Top of Document section

Edward Philbin III, MD, chair of the Department of Medicine and George E. Pataki Endowed Chair in Cardiology, said Dr. Porter brought leadership, organization and direction to the understaffed adult palliative care program during those early months of the Covid-19 pandemic. “The empathy, caring and devotion that she and all the team members showed at that time, it will stick with me forever,” he said.

The intense nature of her work has taught Dr. Porter that life’s hardest, most excruciating battles often yield profound grace. This was no less true during the pandemic. Not only did she find a further calling—she is currently working to establish an adult palliative care program at Albany Med—she also experienced one of the most poignant full-circle moments of her career.

Dr. Porter came to Albany Med in 1993 and, in addition to clinical skill, she demonstrated a special aptitude for relating to patients. Like many of her colleagues at the Melodies Center for Childhood Cancer & Blood Disorders, she has shaved her head in solidarity with young cancer patients. Through her work with the Journeys Program, she gives her personal cell phone to patients and their families, and even makes house calls when a child is extremely medically fragile.

The Journeys Program, she explained, was inspired by “a remarkable family,” the Hladuns, of Ballston Lake.

In 2009, at just two months old, Tammy and Matt Hladuns’ son, Willem, was diagnosed with a rare form of cancer. After aggressive treatments, including six surgeries and six rounds of chemotherapy, the Hladuns decided that what Will needed most was their love and comfort. They remained by his side, camped out in his hospital room. Family and friends would come and go well past visiting hours. It didn’t matter to them that they got little comfortable sleep. It mattered that they were at their son’s side.

Bottom of Document section
Top of Extracted information

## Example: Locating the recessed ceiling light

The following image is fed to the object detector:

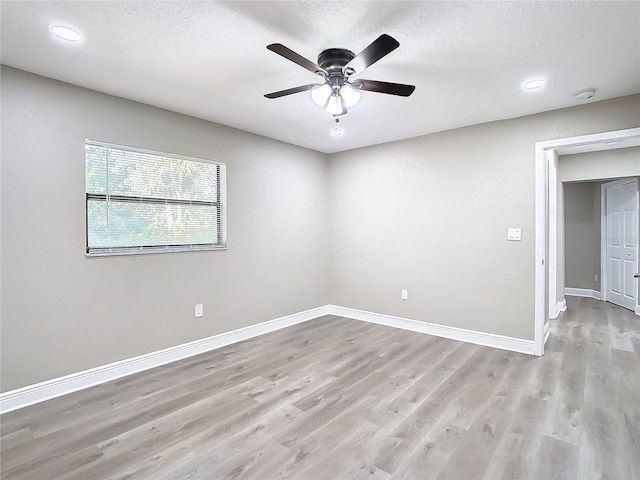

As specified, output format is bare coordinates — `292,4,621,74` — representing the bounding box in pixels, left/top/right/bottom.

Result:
574,88,597,100
49,25,82,42
522,78,547,90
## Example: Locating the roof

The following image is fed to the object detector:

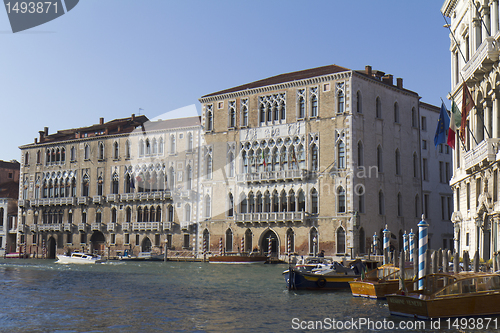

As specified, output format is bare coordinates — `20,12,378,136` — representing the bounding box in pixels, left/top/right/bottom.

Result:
0,180,19,199
201,65,350,98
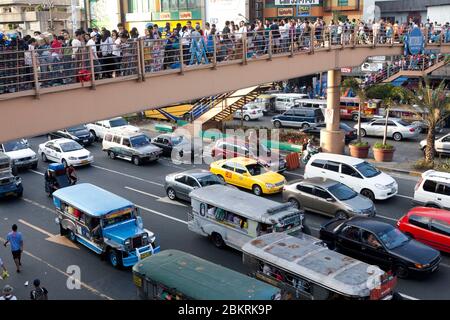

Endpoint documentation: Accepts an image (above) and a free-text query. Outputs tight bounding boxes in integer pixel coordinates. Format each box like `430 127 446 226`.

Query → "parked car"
47 125 95 146
38 138 94 167
0 152 23 198
233 104 264 121
283 178 376 219
397 207 450 253
302 122 358 144
210 157 286 196
320 217 441 278
272 107 325 129
0 139 39 173
304 153 398 201
211 136 286 172
413 170 450 210
152 133 203 161
86 117 140 140
102 130 163 166
164 169 225 201
355 118 420 141
419 133 450 155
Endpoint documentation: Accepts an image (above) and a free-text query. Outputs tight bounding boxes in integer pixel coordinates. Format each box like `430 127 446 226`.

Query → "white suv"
233 104 264 121
413 170 450 210
86 117 140 140
305 153 398 200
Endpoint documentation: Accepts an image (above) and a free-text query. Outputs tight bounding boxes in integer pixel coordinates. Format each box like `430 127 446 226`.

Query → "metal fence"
0 26 450 99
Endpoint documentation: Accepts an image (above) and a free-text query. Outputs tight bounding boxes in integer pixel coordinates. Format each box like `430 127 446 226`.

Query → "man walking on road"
4 224 23 273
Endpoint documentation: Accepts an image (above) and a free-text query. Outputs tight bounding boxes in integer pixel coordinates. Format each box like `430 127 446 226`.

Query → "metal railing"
0 26 450 100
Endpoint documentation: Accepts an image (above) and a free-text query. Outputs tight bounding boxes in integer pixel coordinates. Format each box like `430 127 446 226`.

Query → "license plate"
141 252 150 259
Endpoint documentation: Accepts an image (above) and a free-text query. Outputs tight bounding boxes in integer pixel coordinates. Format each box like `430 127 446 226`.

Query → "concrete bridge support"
320 70 345 154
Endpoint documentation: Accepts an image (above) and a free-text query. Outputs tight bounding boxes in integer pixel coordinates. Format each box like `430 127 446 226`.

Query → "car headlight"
375 183 390 190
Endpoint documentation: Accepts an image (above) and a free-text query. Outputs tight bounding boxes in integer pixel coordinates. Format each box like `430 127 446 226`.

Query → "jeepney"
133 250 280 300
53 183 160 268
188 185 310 250
0 152 23 198
242 233 400 300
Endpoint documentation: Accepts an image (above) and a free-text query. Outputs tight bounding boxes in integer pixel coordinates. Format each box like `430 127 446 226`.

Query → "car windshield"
59 141 83 152
130 135 150 148
355 161 381 178
197 174 223 187
172 136 183 146
3 140 29 152
246 163 267 176
109 118 128 128
377 227 409 249
67 126 86 132
328 183 358 201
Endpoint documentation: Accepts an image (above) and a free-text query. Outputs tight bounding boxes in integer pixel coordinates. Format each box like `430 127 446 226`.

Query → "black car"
47 125 95 146
302 123 358 143
152 134 203 163
320 217 441 278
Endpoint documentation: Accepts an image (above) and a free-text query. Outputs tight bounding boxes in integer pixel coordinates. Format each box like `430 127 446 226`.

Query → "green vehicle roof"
133 250 279 300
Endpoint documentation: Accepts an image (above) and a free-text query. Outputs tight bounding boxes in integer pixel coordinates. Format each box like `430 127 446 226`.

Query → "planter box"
373 148 395 162
348 144 370 159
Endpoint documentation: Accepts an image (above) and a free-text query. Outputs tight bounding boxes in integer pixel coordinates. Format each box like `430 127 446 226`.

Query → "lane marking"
399 292 420 300
136 205 188 225
125 187 188 208
0 237 114 300
91 164 164 187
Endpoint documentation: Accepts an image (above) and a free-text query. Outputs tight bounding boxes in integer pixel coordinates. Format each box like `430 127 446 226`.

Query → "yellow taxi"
210 157 286 196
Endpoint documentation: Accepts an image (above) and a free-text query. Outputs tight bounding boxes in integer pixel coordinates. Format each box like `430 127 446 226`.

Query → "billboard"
205 0 247 31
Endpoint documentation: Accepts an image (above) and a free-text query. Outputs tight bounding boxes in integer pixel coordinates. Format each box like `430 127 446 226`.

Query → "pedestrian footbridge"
0 32 450 141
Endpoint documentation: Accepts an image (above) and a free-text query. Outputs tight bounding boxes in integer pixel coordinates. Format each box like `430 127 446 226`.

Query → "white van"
305 153 398 200
413 170 450 210
272 93 308 111
188 185 310 250
102 130 163 166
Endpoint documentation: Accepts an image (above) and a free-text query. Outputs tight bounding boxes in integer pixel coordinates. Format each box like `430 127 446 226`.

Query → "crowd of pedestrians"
0 18 450 94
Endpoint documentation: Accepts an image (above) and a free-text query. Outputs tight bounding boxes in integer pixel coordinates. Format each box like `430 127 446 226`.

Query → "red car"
397 207 450 253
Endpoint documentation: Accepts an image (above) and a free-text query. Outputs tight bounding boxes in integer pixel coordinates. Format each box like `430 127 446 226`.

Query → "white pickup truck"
86 117 140 140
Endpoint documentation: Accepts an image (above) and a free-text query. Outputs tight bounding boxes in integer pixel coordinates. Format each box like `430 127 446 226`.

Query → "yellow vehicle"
145 104 193 121
210 157 286 196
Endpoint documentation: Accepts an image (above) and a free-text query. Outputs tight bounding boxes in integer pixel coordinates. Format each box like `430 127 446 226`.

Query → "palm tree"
341 78 368 144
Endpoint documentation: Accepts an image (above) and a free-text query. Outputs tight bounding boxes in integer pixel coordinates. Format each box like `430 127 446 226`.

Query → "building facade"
0 0 85 35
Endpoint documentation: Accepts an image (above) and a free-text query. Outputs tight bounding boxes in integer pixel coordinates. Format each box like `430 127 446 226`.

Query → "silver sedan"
355 118 421 141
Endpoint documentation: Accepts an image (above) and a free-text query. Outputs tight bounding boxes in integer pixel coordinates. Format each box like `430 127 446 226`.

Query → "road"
0 137 450 299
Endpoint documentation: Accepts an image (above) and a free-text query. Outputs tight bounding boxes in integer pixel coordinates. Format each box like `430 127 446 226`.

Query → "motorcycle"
302 142 322 165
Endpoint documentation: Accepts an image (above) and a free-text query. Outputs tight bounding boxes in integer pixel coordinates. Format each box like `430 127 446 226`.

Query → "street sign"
405 27 425 55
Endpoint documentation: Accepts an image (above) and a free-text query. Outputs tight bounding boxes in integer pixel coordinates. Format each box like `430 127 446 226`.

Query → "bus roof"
133 250 279 300
189 185 299 223
242 233 384 297
53 183 134 217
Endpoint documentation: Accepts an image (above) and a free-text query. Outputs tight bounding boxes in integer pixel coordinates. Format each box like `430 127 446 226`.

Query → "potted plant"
373 142 395 162
348 140 370 159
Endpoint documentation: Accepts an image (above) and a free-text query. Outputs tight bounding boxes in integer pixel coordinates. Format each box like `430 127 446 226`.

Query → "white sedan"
38 139 94 166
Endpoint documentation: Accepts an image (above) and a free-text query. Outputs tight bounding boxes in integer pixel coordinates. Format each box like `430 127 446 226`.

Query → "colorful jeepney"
53 183 160 268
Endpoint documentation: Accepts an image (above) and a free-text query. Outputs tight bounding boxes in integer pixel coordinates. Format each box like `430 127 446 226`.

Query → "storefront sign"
275 0 319 6
180 11 192 20
278 8 294 17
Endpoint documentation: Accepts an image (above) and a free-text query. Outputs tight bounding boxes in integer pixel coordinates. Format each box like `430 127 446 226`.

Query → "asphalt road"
0 137 450 299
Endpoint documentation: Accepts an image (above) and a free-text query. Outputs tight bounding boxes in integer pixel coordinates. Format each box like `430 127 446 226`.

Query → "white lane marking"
136 205 187 225
22 198 55 213
283 171 304 179
91 165 164 187
0 237 114 300
19 219 55 237
30 169 44 176
125 187 188 208
399 292 420 300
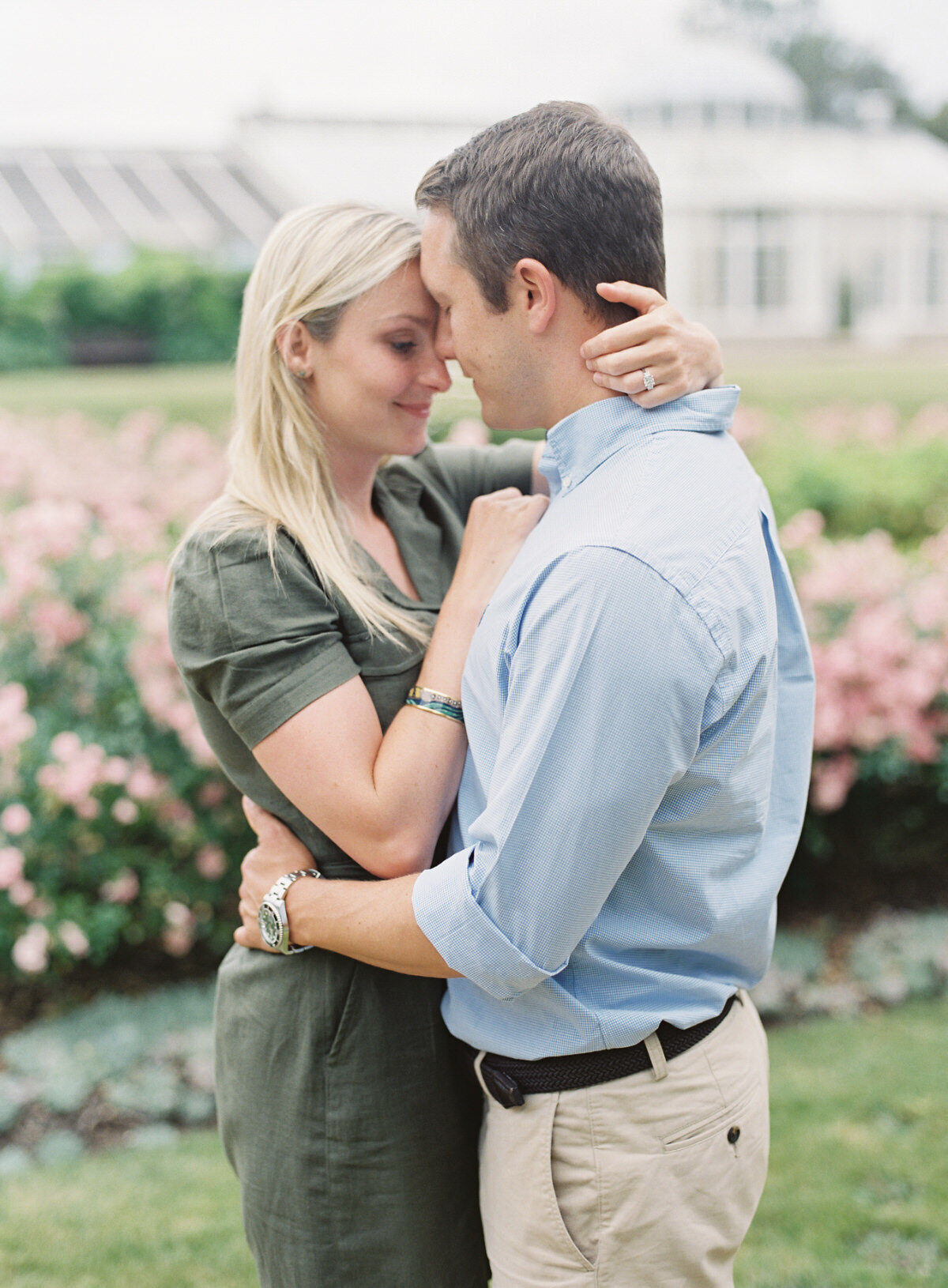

Bottom of Extracted information

Assignment
Please continue the passage about Dr. Porter's palliative care work at Albany Med, picking up after its last sentence. Nothing in the entries matters here.

Response to this exercise
After Will passed at the age of 7 months, the Hladuns collaborated with Dr. Porter to establish the Brave Will Room, a space within the children’s hospital for families to gather privately while a loved one is receiving palliative care.

“It really is one of the cornerstones of our Journeys Program,” Dr. Porter said.

In the years since, the Journeys Program has blossomed to serve hundreds of children and their families, and it also prepared Dr. Porter to come to the aid of patients with Covid-19.

On Christmas Eve of 2020, a 74-year-old Covid patient named Bernie Murphy from Burnt Hills arrived at Albany Med by ambulance. He was Tammy Hladun’s father.

When the hospital called Hladun to explain they were arranging for palliative care for her father with a physician named Dr. Porter, she said she was overcome.

“I thought back to Will,” she said, “and this may sound strange, but I remember staring at Dr. Porter’s jacket when Will was diagnosed. It said ‘Oncologist.” And my brain wasn’t registering cancer. So much was happening. She said to us that day—we didn’t know her at all—she said, ‘I’m going to be here from today. I will never leave your side.’ And in all these years, she checks on us. There are texts. Phone calls. Even though she’s busy, we don’t always see her, but she’s always there.”

It was no different with her father. “She would go in and see him every day,” Hladun said. “She would bring him a newspaper, even though he couldn’t read it. She kept offering him that dignity, which is so important.

“My dad was an anxious man. And Dr. Porter brought him peace. She would say, ‘Bernie, what’s making you nervous? How can I help you?’”

Ultimately, when it was deemed medically safe—and in close collaboration with Murphy, his family, hospice and nursing supports—Dr. Porter helped arrange for Murphy’s safe transfer home by ambulance. He was with his family when he passed away the following day.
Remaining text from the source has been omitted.